++++ Dataset ++++

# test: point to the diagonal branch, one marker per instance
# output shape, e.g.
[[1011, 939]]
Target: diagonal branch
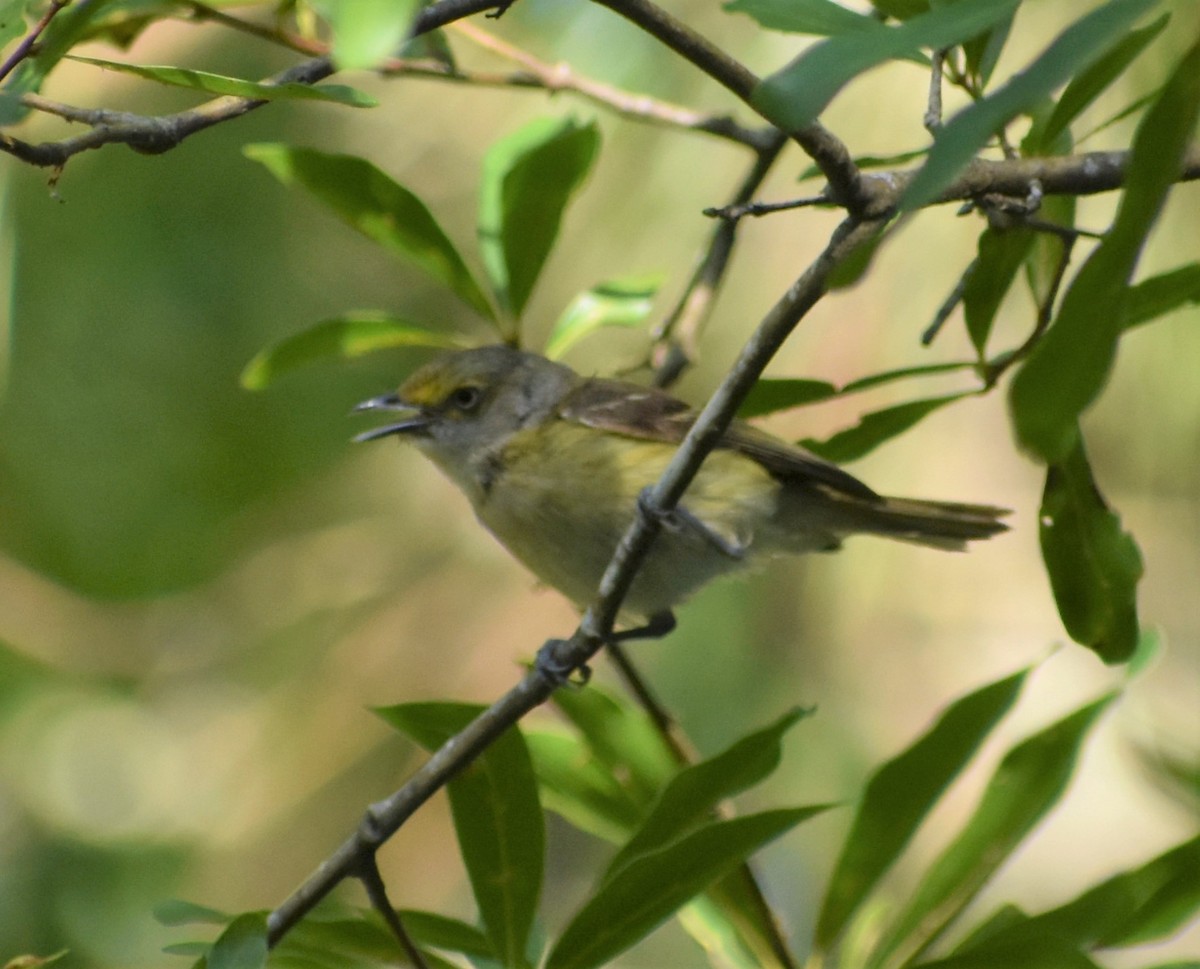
[[384, 818]]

++++

The task — Output the data exactly, pictures omitted.

Result —
# test: point to the diagonal branch, one marker per instance
# output shape, e.g.
[[1011, 939]]
Target: diagonal branch
[[384, 818]]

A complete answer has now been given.